Extracted records:

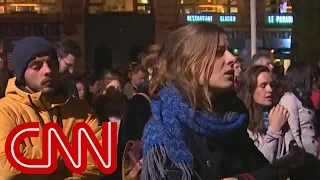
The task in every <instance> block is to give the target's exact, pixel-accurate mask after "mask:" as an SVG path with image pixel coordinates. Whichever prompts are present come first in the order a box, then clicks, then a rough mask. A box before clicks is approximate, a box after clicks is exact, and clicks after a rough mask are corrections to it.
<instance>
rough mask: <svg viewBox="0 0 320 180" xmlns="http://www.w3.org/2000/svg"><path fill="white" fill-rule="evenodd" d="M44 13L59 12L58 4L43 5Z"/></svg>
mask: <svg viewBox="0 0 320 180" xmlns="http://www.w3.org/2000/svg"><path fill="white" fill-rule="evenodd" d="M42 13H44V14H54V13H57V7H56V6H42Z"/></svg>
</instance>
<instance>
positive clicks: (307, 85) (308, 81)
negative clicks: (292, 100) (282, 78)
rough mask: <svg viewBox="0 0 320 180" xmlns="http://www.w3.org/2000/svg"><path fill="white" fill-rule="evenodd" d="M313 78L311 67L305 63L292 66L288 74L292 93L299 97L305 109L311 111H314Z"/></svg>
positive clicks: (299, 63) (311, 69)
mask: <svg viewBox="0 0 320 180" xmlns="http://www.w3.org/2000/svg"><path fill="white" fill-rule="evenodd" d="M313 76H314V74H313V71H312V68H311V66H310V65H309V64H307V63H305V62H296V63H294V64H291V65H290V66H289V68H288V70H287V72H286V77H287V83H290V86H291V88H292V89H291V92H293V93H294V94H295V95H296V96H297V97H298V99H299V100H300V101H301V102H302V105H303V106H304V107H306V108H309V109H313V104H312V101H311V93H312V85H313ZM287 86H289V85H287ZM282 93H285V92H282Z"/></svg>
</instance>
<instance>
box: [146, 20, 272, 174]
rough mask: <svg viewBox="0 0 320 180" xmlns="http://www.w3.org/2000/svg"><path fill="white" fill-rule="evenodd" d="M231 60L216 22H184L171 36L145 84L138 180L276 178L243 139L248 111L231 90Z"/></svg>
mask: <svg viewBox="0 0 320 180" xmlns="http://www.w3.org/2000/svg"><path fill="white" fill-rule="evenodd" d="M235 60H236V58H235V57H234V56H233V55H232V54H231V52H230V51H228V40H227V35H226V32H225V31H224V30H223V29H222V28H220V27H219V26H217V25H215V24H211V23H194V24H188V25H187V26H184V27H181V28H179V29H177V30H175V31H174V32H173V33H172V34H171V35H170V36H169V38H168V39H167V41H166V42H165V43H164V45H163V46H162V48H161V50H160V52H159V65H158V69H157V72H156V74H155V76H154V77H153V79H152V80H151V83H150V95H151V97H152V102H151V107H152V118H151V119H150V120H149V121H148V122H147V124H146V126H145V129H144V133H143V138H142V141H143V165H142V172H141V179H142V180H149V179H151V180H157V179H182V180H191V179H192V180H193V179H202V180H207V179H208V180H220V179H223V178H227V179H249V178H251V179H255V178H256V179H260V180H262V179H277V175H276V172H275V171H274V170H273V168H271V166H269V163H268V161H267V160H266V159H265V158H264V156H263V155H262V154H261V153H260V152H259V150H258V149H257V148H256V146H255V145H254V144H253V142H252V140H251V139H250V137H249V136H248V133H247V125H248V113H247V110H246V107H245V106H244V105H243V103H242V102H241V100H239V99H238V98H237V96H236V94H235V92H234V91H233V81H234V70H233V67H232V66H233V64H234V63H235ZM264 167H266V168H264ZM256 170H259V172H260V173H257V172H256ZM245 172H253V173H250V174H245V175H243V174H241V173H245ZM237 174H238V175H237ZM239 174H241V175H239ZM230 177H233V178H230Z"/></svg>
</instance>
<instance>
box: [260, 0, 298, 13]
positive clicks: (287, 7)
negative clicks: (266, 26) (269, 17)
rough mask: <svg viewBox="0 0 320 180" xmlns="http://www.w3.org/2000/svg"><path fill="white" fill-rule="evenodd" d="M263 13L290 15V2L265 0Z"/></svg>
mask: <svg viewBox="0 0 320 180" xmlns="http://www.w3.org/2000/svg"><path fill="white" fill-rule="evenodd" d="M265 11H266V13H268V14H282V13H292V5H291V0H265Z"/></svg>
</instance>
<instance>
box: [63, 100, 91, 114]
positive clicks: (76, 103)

### Task statement
An exact reproduction of the data is needed, with no pictures included.

### Exercise result
The task in every <instance> block is to give the target's exact, pixel-accurate mask after "mask:" as an SVG path with image pixel coordinates. Whichever prompts are present come first in the order a box, then clicks, then a rough mask. A box before clicks is approximate, a box after clicks is exact, and clicks after a rough mask are corrections to it.
<instance>
rough mask: <svg viewBox="0 0 320 180" xmlns="http://www.w3.org/2000/svg"><path fill="white" fill-rule="evenodd" d="M44 13L59 12L58 4L43 5Z"/></svg>
mask: <svg viewBox="0 0 320 180" xmlns="http://www.w3.org/2000/svg"><path fill="white" fill-rule="evenodd" d="M42 13H44V14H54V13H57V7H56V6H42Z"/></svg>
</instance>
<instance>
positive clicks: (307, 85) (308, 81)
negative clicks: (292, 100) (282, 78)
rough mask: <svg viewBox="0 0 320 180" xmlns="http://www.w3.org/2000/svg"><path fill="white" fill-rule="evenodd" d="M313 78L311 67L305 63L292 66L288 74L292 93L299 97L305 109L311 111H314Z"/></svg>
positive clicks: (299, 63) (311, 69)
mask: <svg viewBox="0 0 320 180" xmlns="http://www.w3.org/2000/svg"><path fill="white" fill-rule="evenodd" d="M313 76H314V74H313V71H312V68H311V66H310V65H309V64H307V63H305V62H296V63H294V64H291V65H290V66H289V68H288V70H287V72H286V77H287V83H290V86H291V88H292V89H291V92H293V93H294V94H295V95H296V96H297V97H298V99H299V100H300V101H301V102H302V105H303V106H304V107H306V108H309V109H313V104H312V101H311V93H312V85H313ZM287 86H289V85H287ZM282 93H285V92H282Z"/></svg>
</instance>
<instance>
box: [146, 20, 272, 174]
rough mask: <svg viewBox="0 0 320 180" xmlns="http://www.w3.org/2000/svg"><path fill="white" fill-rule="evenodd" d="M231 60L216 22H184L171 36L145 84L138 180L276 178L243 139L248 111L231 90Z"/></svg>
mask: <svg viewBox="0 0 320 180" xmlns="http://www.w3.org/2000/svg"><path fill="white" fill-rule="evenodd" d="M235 60H236V58H235V57H234V56H233V55H232V54H231V52H230V51H228V40H227V35H226V32H225V31H224V30H223V29H222V28H220V27H219V26H217V25H215V24H211V23H194V24H188V25H187V26H184V27H181V28H179V29H177V30H175V31H174V32H173V33H172V34H171V35H170V36H169V38H168V39H167V41H166V42H165V43H164V45H163V46H162V48H161V50H160V52H159V65H158V69H157V72H156V74H155V76H154V77H153V79H152V80H151V83H150V95H151V97H152V102H151V107H152V118H151V119H150V120H149V121H148V122H147V124H146V126H145V129H144V133H143V138H142V141H143V165H142V172H141V179H142V180H149V179H151V180H157V179H182V180H191V179H192V180H193V179H202V180H207V179H208V180H220V179H223V178H227V179H249V178H251V179H255V178H256V179H260V180H262V179H277V175H276V172H275V171H274V170H273V168H271V166H269V163H268V161H267V160H266V159H265V158H264V156H263V155H262V154H261V153H260V152H259V150H258V149H257V148H256V146H255V145H254V144H253V142H252V140H251V139H250V137H249V136H248V133H247V125H248V113H247V110H246V107H245V106H244V105H243V103H242V102H241V100H239V99H238V98H237V96H236V94H235V92H234V91H233V81H234V70H233V67H232V66H233V64H234V63H235ZM264 167H266V168H264ZM256 170H259V172H260V173H257V172H256ZM245 172H253V173H250V174H245V175H243V174H241V173H245ZM237 174H238V175H237ZM239 174H241V175H239ZM230 177H233V178H230Z"/></svg>
</instance>
<instance>
box: [260, 0, 298, 13]
positive clicks: (287, 7)
negative clicks: (266, 26) (269, 17)
rough mask: <svg viewBox="0 0 320 180" xmlns="http://www.w3.org/2000/svg"><path fill="white" fill-rule="evenodd" d="M263 13L290 15V2L265 0Z"/></svg>
mask: <svg viewBox="0 0 320 180" xmlns="http://www.w3.org/2000/svg"><path fill="white" fill-rule="evenodd" d="M265 11H266V13H268V14H282V13H292V5H291V0H265Z"/></svg>
</instance>
<instance>
box: [63, 100, 91, 114]
positive clicks: (76, 103)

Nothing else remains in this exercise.